(Document extract Opens)
When the World Health Organisation set out its top 10 dangers to global health in 2019 and included vaccine hesitancy, few people noticed. Current vaccine programmes are estimated to save around three to four million lives a year and this could be extended by around 1.5 million if programmes were fully utilised. Yet there has been a trend in recent times that has seen a reluctance or refusal to access vaccines even when supplies are plentiful. The results have been predictable with measles, for example, rising by over 30 per cent globally, with some countries witnessing a resurgence.
The causes of vaccine hesitancy range from mistrust of the vaccines or health providers to complacency about the dangers of infectious diseases. More worrying is the recent rise in the numbers who succumb to conspiracy theories about plots by the state against the citizen, misplaced arguments about civil liberties or fears about safety, which are often driven by misinformation through social media.
It is perhaps understandable, with reduced prevalence, that infectious diseases do not generate the fear that they might have done in previous generations, but we need the public to understand the importance of good population immunity if we are to prevent these horrors from recurring.
(Document extract Closes)
(Data shown Opens)
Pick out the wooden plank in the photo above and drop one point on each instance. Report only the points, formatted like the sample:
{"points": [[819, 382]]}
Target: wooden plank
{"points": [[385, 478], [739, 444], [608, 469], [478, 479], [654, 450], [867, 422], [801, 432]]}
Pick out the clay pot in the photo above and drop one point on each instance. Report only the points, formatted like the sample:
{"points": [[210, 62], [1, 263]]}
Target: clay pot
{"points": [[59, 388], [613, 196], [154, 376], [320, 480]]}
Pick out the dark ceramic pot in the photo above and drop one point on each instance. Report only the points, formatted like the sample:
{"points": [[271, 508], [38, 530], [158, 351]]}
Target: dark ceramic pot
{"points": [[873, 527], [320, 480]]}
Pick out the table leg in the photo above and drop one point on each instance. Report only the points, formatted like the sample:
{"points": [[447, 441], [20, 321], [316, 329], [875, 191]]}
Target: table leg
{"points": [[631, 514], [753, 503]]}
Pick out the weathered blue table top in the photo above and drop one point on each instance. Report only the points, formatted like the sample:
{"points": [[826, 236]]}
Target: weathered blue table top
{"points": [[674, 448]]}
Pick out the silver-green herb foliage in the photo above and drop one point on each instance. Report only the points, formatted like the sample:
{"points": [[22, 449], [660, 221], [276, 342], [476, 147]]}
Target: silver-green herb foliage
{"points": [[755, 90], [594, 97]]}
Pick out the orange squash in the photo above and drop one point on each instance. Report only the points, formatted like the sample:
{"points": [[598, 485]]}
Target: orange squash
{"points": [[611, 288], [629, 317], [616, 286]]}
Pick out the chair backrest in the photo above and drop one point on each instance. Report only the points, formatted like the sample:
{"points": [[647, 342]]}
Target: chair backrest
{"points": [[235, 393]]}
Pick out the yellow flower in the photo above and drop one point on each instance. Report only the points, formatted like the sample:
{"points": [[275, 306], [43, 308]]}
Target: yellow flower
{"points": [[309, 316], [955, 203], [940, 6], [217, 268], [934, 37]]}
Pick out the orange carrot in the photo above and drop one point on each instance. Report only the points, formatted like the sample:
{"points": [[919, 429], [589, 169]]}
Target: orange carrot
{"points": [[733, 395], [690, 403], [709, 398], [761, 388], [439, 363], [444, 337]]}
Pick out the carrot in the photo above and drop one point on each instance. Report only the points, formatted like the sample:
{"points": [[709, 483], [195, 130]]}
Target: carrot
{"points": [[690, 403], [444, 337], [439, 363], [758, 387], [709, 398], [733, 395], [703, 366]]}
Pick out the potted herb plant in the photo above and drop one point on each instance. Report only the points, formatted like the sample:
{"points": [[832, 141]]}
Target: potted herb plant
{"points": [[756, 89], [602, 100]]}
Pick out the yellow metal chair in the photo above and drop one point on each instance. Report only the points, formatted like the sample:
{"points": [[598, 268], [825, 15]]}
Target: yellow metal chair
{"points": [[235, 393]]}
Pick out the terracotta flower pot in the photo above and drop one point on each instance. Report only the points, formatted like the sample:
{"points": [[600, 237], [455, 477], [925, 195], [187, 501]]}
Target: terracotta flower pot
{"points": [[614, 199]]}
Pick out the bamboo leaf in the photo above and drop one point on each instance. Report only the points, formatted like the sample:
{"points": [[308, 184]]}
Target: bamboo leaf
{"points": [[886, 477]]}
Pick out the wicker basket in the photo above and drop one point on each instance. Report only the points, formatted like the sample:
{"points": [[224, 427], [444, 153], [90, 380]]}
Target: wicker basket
(Data shown Closes)
(Data shown Opens)
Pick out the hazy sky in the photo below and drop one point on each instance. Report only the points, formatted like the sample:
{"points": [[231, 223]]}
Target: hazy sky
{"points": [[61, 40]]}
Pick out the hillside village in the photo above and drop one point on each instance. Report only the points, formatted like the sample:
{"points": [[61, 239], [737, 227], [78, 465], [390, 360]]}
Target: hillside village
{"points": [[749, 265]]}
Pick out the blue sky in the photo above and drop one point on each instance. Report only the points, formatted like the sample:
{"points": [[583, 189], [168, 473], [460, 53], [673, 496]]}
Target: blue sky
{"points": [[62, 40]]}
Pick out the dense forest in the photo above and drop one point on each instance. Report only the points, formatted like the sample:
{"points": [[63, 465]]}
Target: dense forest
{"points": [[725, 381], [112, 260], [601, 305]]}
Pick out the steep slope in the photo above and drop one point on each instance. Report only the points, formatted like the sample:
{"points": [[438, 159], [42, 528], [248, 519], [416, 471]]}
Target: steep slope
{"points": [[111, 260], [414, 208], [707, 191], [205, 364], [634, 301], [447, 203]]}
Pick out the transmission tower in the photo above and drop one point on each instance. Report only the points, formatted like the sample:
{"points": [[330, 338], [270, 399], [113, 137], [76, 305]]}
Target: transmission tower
(Data shown Closes)
→ **Work request**:
From the vaccine hesitancy text, extract the passage from "The causes of" up to and including "horrors from recurring.". The rows have no connection to the vaccine hesitancy text.

→ **Answer below**:
The causes of vaccine hesitancy range from mistrust of the vaccines or health providers to complacency about the dangers of infectious diseases. More worrying is the recent rise in the numbers who succumb to conspiracy theories about plots by the state against the citizen, misplaced arguments about civil liberties or fears about safety, which are often driven by misinformation through social media.
It is perhaps understandable, with reduced prevalence, that infectious diseases do not generate the fear that they might have done in previous generations, but we need the public to understand the importance of good population immunity if we are to prevent these horrors from recurring.